I just bought a pair of the rocky mobilite's. :clap:

Only problem is I am doing alot of painting now and have not even wore them yet. :blink:

The funniest thing is when I set the new next to the old boot. They are the exact same model, yet the old looks much smaller and, well, nasty. 

The only thing I need for the new ones are about 5 sets of laces and I will see ya in three years.

I hope the pic comes through. I have not attached a pic here yet.


----------



## Anderson (Sep 7, 2009)

I just got the keen boats too. They feel real comfy and wide too


----------



## Winchester (Jun 29, 2008)

Greg Di said:


> Me too, until I found out that Keen also now makes construction footwear.
> 
> http://www.keenfootwear.com/us/en/utility/industrial
> 
> ...


Hmmm these do look kinda nice...

I'm not into the bulky workboots and I don't like boots with a "heel"


----------



## Winchester (Jun 29, 2008)

This is my current boot after almost 1 year. (just scrubbed them off in the sink). 

I had timberland pros for a year but they were heavy and uncomfortable so I canned them and got my current ones. They are the best and most comfortable workboots I have had yet. 

Dakota Workboots.








great boots.

Although, I do want to switch to a less bulky, lighter and more roofer or sneaker-like boot in the future.


----------



## chewy (May 23, 2010)

woorki said:


> **Update**
> 
> #1.
> Just to let you all know, I went with the Lowa Mega Camp boots. I was able to pick them up for $286.
> ...


You should use Gregor Chemie cream as used by the German Army and the only thing reccomended for use with my Haix hunting and work boots. Oils cause leather to weaken and rot.


----------



## woorki (Oct 12, 2011)

chewy said:


> You should use Gregor Chemie cream as used by the German Army


How do you know that for sure? I'm not saying you're incorrect because I do believe you but I decided to ultimately purchase the Lowa Mega Camp boots because on another forum I cross-posted this inquiry to, another user told me the exact same thing about the Lowa boots I bought. I looked everywhere online and I can't find anything that says the German army or special forces use the Lowa Mega Camp boots or that they use the Gregor Chemie cream you suggested above. I'm just wondering if you could provide a source before I go ahead and purchase it.


----------



## chewy (May 23, 2010)

DATASET EXCERPT:
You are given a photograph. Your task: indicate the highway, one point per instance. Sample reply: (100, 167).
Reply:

WHAT TO WORK ON:
1. Quote the work boot thread from "The only thing I" up to and including "(Sep 7, 2009)".
2. In the work boot thread, why did Winchester stop wearing the Timberland Pro boots? Answer in one to three sentences.
3. Carry on the work boot thread from its final line.

THE RESPONSES:
1.
The only thing I need for the new ones are about 5 sets of laces and I will see ya in three years.

I hope the pic comes through. I have not attached a pic here yet.


----------



## Anderson (Sep 7, 2009)

2. Winchester wore the Timberland Pros for a year but found them heavy and uncomfortable. For that reason Winchester dropped them and got the current boots, the Dakota Workboots.

3.
woorki said:


> How do you know that for sure? I'm not saying you're incorrect because I do believe you but I decided to ultimately purchase the Lowa Mega Camp boots because on another forum I cross-posted this inquiry to, another user told me the exact same thing about the Lowa boots I bought. I looked everywhere online and I can't find anything that says the German army or special forces use the Lowa Mega Camp boots or that they use the Gregor Chemie cream you suggested above. I'm just wondering if you could provide a source before I go ahead and purchase it.


I'm on my smart phone but if you google "haix ezdirect" there is some literature on it I think. I use it myself and it is good. I wear the B3SU Worker at work and the Nebraska and both have held up well using Gregor Chemie, though I don't know how they would last without.


----------



## KillerToiletSpider (May 27, 2007)

Thorogood workwear, union made in the USA.


----------



## arodsd (Nov 7, 2011)

I have worn Danners, Red Wing and Timberlands, but the last couple of Timberlands fell apart so easily I decided to look for boots made is the USA. That’s when I found Thorogood Boots, good price $139 compared to Redwings and Danners. I highly recommend Thorogoods due to there excellent quality and durability.


----------



## Jaws (Dec 20, 2010)

Ecco makes great boots as well. They are very comfortable but expensive


----------



## finakat (Jun 7, 2011)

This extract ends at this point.